THINGS TO DO:
1 > Repeat word for word the part of the breakup blog post that opens with "On and on it" and closes with "experience to endure.".
2 > Pick up the blog post about splitting the Christmas ornaments after a breakup and keep writing from its last sentence.

PAGE:

Sunday, January 6, 2008

Reflections of a Breakup, Pt. II


When I first began to write this project, I wasn't sure how I was going to approach it. The roller coaster ride of this experience turns minute to minute, day by day. How often I chronicle these emotional twists and turns is really undecided at this point. So much has happened since my last posting, I'm not sure where this will take me, so here goes...

Today, the Christmas tree came down. The afternoon became unexpectedly emotional as we were faced with dividing the ornaments and trinkets we've accumulated over the years into his and mine.

"You want this?" I asked of a glass snowman we had purchased together at an upstate market.

"Um...you can take it?" he replied.

"How about the Lenox Christmas Tree candle holder?"

"Hmm...My sister gave that too us."

"Alright, you take it."

On and on it went. The drudgery of this task marked the end of a last Christmas and the beginning of the formal separation of a life together. The seasonal baubles we had collected over the years hadn't ever seemed like much, but having to stake or lose claim to these familiar effects was not a pleasant experience to endure.

GIVEN INFORMATION:
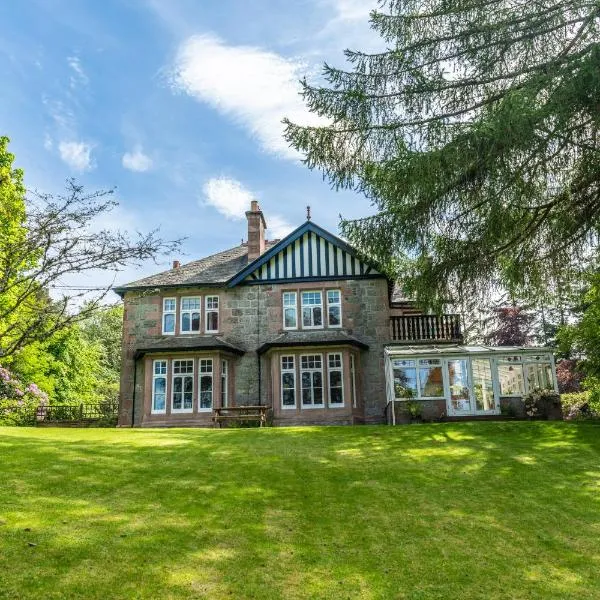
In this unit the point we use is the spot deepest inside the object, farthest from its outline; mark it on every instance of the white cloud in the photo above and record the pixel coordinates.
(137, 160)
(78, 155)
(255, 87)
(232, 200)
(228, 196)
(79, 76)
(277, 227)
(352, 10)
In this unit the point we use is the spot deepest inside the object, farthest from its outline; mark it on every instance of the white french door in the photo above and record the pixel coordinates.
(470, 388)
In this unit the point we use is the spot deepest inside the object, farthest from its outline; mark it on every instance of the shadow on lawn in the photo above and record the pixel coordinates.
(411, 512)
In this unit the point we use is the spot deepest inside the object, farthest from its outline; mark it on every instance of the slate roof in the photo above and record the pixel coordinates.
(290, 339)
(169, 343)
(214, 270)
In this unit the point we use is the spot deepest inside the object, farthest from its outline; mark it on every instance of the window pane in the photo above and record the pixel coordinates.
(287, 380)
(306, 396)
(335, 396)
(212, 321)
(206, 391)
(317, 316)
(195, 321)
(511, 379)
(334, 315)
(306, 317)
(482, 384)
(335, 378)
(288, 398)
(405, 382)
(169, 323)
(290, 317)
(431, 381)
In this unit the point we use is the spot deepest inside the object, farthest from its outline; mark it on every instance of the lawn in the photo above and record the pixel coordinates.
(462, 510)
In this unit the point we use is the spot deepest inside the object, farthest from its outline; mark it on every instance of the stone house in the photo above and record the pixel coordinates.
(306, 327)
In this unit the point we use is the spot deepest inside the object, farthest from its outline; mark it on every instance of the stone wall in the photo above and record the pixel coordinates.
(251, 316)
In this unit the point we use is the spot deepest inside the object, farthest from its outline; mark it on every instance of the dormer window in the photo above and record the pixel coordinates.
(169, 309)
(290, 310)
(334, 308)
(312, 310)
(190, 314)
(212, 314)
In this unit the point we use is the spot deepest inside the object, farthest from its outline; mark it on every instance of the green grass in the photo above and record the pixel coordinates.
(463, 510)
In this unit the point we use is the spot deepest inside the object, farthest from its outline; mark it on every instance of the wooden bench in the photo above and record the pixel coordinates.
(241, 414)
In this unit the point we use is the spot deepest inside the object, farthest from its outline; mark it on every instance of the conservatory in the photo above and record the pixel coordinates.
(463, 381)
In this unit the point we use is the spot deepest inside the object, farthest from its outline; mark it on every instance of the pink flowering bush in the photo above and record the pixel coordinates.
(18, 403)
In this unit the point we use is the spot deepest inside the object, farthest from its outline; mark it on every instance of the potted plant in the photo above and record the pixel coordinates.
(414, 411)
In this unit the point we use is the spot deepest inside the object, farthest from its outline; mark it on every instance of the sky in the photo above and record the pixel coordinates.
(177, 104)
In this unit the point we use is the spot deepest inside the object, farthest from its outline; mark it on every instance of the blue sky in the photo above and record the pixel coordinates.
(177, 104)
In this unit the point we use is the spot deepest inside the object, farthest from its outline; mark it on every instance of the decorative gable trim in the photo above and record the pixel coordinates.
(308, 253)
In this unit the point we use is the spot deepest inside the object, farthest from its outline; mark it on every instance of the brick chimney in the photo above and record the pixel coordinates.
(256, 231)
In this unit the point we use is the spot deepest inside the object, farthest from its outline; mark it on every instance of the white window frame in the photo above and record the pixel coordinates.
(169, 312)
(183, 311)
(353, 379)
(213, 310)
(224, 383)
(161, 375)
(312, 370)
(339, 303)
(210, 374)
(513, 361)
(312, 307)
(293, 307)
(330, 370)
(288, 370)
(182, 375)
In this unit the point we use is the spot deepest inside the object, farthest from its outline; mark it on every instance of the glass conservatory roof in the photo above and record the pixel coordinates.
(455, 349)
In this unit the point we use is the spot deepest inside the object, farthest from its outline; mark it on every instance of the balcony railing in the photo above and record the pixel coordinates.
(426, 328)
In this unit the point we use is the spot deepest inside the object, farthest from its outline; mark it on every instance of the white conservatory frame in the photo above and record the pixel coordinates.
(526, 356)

...

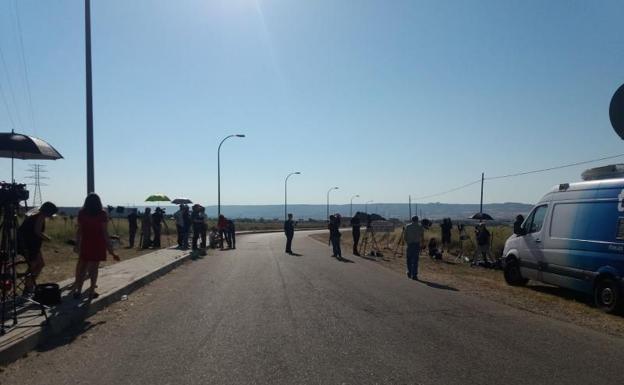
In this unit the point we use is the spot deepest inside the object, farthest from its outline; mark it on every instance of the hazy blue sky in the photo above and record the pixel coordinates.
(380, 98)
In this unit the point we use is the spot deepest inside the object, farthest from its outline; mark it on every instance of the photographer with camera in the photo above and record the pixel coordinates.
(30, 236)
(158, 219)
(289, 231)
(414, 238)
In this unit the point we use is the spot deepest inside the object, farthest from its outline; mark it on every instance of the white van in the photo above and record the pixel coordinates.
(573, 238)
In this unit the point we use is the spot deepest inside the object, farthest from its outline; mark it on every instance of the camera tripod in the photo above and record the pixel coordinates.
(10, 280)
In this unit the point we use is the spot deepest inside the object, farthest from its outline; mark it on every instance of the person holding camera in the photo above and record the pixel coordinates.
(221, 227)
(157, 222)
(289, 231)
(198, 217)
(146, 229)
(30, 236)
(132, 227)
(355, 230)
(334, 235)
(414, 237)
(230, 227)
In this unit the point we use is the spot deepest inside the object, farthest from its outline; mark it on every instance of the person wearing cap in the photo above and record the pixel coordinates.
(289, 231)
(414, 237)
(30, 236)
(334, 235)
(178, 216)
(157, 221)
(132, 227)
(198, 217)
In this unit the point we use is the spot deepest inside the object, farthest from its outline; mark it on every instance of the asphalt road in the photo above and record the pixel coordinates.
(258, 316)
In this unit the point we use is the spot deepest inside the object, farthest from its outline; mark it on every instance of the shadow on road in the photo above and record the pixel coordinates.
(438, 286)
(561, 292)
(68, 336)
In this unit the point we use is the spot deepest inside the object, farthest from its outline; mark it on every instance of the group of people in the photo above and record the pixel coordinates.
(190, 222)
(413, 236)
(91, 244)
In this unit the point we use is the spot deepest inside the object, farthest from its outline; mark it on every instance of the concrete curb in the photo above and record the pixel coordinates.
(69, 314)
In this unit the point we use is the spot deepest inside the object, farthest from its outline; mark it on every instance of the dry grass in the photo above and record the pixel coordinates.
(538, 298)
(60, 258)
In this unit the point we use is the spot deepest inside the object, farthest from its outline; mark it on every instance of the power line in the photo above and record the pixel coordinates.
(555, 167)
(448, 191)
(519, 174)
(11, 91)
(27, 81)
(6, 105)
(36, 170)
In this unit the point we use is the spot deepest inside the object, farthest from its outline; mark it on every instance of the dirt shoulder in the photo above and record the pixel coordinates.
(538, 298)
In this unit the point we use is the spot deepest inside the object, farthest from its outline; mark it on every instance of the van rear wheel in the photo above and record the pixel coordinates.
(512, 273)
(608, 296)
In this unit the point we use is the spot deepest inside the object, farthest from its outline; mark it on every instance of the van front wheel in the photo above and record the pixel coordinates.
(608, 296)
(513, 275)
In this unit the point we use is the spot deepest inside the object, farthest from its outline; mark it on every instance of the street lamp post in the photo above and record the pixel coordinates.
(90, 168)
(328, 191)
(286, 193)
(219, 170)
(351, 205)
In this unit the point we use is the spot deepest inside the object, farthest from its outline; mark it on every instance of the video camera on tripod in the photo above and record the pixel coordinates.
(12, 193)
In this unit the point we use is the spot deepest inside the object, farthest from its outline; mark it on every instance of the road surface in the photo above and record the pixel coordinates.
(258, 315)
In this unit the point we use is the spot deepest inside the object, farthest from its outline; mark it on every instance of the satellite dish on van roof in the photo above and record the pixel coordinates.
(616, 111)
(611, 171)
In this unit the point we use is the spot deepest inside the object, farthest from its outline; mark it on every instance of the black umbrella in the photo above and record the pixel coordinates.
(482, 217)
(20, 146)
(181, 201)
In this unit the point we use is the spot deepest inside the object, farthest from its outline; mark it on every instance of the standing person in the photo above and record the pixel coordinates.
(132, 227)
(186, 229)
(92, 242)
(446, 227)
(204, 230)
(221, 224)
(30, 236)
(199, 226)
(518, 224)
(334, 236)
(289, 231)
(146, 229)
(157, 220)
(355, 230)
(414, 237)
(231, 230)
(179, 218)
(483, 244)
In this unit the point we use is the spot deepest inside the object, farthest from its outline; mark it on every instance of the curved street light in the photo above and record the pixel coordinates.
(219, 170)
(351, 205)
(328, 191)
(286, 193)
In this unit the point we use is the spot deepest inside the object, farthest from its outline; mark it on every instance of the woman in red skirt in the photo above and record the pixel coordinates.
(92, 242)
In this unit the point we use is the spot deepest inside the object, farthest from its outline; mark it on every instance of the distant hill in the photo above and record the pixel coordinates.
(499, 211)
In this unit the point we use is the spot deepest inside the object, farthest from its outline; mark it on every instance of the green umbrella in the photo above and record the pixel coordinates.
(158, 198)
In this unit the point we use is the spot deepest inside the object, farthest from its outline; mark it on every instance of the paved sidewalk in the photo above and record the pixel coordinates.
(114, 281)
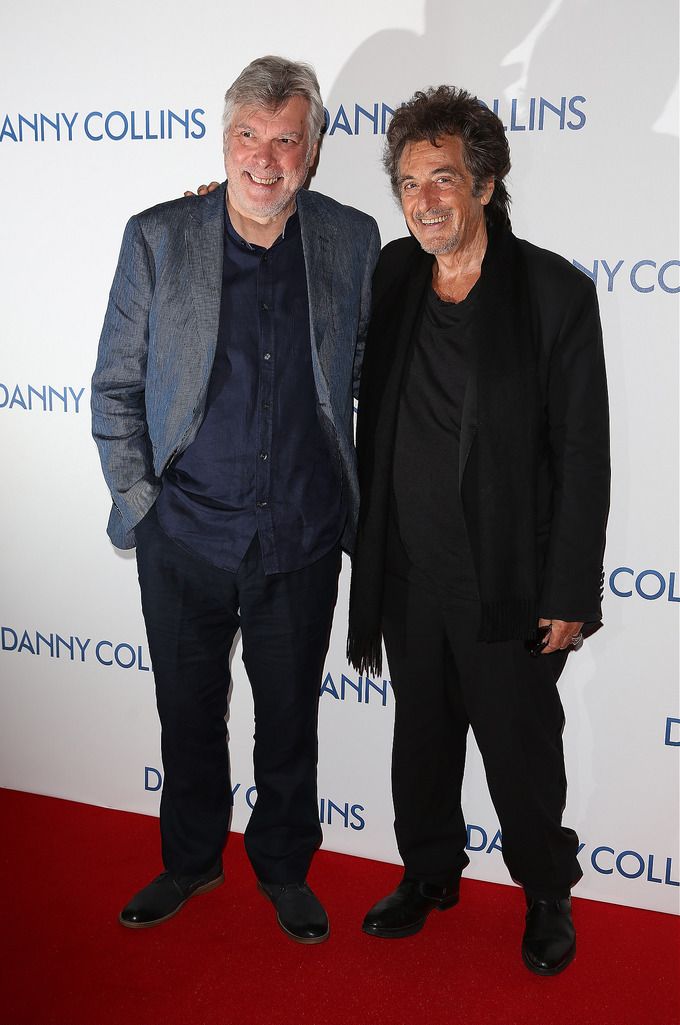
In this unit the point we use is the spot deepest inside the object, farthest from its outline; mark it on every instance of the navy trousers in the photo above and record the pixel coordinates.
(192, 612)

EXPECTED RESPONSES:
1 >
On and on it went. The drudgery of this task marked the end of a last Christmas and the beginning of the formal separation of a life together. The seasonal baubles we had collected over the years hadn't ever seemed like much, but having to stake or lose claim to these familiar effects was not a pleasant experience to endure.

2 >
The process was a primer for what's yet to come. There are many more articles to be divided. Mementos from trips to Italy and Bermuda, photographs, the dishware and cookware, the vacuum, the furniture, everything we've accumulated in twenty years together has to be declared by one of us. Now we're both the same personality type. That is, neither of us is capable of asserting dominance over anybody. There was really no argument, only slight expressions of discontent at losing an item. How can I expect that to hold true for the rest of our things?

For three months, we've coexisted in a stagnant unpleasantness, neither one of us making an effort to wrest ourselves from the comfort of the home we've lived in for ten years. But it is no longer a home. It's become just a house, a place to fulfill the functions of daily life, without the contentment that usually comes with such comfort.

Financially, it's difficult for either one of us to make a move towards the transition from couple to single. Indecisiveness and uncertainty have ruled over us. Emotionally, we both yearned for the separation, with the knowledge that in doing so, we can both begin the healing process. We have no choice but to move forward so we can both start our lives anew. The dismantling of Christmas hopefully was the wakeup call we both needed to move on.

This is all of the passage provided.